▶ _What this task involves_:
Copy each line of the material that contains the string "rule".

***

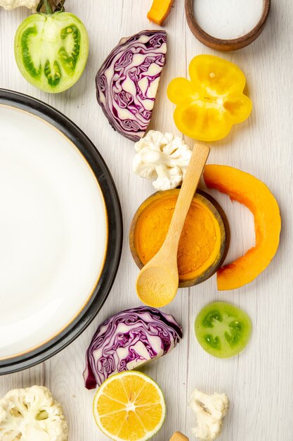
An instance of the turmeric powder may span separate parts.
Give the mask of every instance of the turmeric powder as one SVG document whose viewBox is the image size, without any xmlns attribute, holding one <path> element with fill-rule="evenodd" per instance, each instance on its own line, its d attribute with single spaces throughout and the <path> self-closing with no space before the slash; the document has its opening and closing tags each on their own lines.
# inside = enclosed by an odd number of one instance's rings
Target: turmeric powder
<svg viewBox="0 0 293 441">
<path fill-rule="evenodd" d="M 134 245 L 143 265 L 161 247 L 178 197 L 178 194 L 169 192 L 161 195 L 143 209 L 136 222 Z M 219 220 L 204 203 L 204 198 L 196 194 L 179 241 L 177 259 L 180 281 L 203 274 L 216 261 L 220 253 L 221 237 Z"/>
</svg>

***

▶ _Full output_:
Give the mask of every instance of the turmeric powder as one SVG document whose viewBox is the image size, without any xmlns attribute, holding one <path> element with fill-rule="evenodd" per instance, each instance on its own line, its d attribute with single spaces throughout and the <path> self-closing with no space before the slash; the document has its opening and closing tags each on their own lines.
<path fill-rule="evenodd" d="M 134 245 L 143 265 L 161 247 L 178 197 L 178 194 L 169 192 L 161 195 L 143 209 L 136 222 Z M 219 220 L 204 203 L 204 198 L 196 194 L 179 241 L 177 259 L 180 281 L 203 274 L 216 261 L 220 253 L 221 237 Z"/>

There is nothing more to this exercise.